**What to do**
1. Do these statements agree with the passage on U.S. Open champions: (a) Anderson's first title came by one stroke over Alex Smith in a playoff, (b) Anderson won all four of his U.S. Open titles in playoffs, (c) Nicklaus beat Palmer by 3 shots in the 1962 playoff? Answer yes or no for each, quoting the deciding words.
2. Could you go on with the passage on U.S. Open champions from the point where it stops?

**Text shown**
**********

Willie Anderson, a dour English golf pro, beat another Englishman, Alex Smith, by one stroke, 85 to 86, in the playoff for the first of his four U.S. Open championships. Who is to say that one-stroke victory by Anderson on the final hole did not provide us with a great U.S. Open of that era?

Anderson also won his second U.S. Open title in the second Open playoff in 1903 by beating David Brown, also an English pro, 82-84, at New Jersey's Baltusrol Golf Club. Then Anderson won the next two U.S. Opens in the regulation 72 holes each time.

Bobby Jones, Ben Hogan and Jack Nicklaus are the only other golfers to win four U.S. Open titles and each of them was pushed to a playoff at least once. Jones had to win two Open playoffs, including one of the three longest playoffs in U.S. Open history.

Jones, who beat Bobby Cruickshank in an 18-hole playoff for the 1923 title, trounced Al Espinosa, 141-164, at Winged Foot in Mamaroneck, N.Y., in a Sunday 36-hole playoff for the 1928 crown.

Hogan won the second of his four U.S. Open titles in 1950 when he beat Lloyd Mangrum and George Fazio at Merion Golf Club in Ardmore, Pa.

Jack Nicklaus, the pudgy, 22-year-old, new kid on the block, beat Arnold Palmer, the King, in Arnie's own backyard at Oakmont, Pa., by 3 shots in the 1962 U.S. Open playoff. That was the Golden Bear's first U.S. Open championship.

Any one of those U.S. Opens won in a playoff by Jones, Hogan and Nicklaus could be added to the great U.S. Opens list. Some who witnessed them might say they were as good as last week's Open.

Hogan won three U.S. Opens, two Masters and one British Open after a near fatal auto-bus accident in February 1949. This forced him to go through lengthy hot bath and exercise treatments prior to playing a round of golf for the remainder of his career. Any of his victories from 1950 on could rate up there with Woods' achievement of last week. Hogan was always in pain after the accident.

**********

**Data shown**
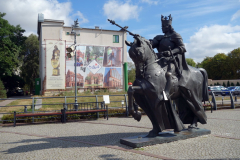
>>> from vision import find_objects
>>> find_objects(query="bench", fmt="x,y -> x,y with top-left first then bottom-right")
13,102 -> 108,127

**********

**Outputs for the tasks**
1.
(a) Yes: "beat another Englishman, Alex Smith, by one stroke, 85 to 86, in the playoff for the first of his four U.S. Open championships"
(b) No: "Then Anderson won the next two U.S. Opens in the regulation 72 holes each time."
(c) Yes: "beat Arnold Palmer, the King, in Arnie's own backyard at Oakmont, Pa., by 3 shots in the 1962 U.S. Open playoff"

2.
Francis Ouimet's victory in the 1913 U.S. Open at The Country Club in Brookline, Mass., is considered the biggest upset in U.S. Open history. He defeated Harry Vardon and Edward (Ted) Ray, the world's two leading golf pros from the U.K., in an 18-hole playoff. Some still say that was the greatest U.S. Open as an American amateur shocked the mighty British pros.

Ironically, Jones, Hogan and Nicklaus each lost in a U.S. Open playoff once, thus preventing each of them from becoming a five-time winner of the Open.

Most golf aficionados believe that if Woods recovers fully from this upcoming very serious surgery, and his broken bone heals, he will go on to win two more U.S. Opens or even more to become the only man to win more than four of our national golf championships.

I am one of those who believe he can do it if his leg has not been damaged beyond repair.

I also believe that if he fully recovers he will continue to leave us viewing in near disbelief as he sinks those putts for birdies and eagles and for championships. Like most others, I surely hope he will be able to do this.

Also, I fervently hope the USGA never gives in to the pressures to stage Sunday sudden-death playoffs in any format. The most prestigious championship in golf is, I believe, the U.S. Open. This is not because it has the best field of golfers. The best full field each year is probably at the Tournament Players Championship in Ponte Vedra, Fla.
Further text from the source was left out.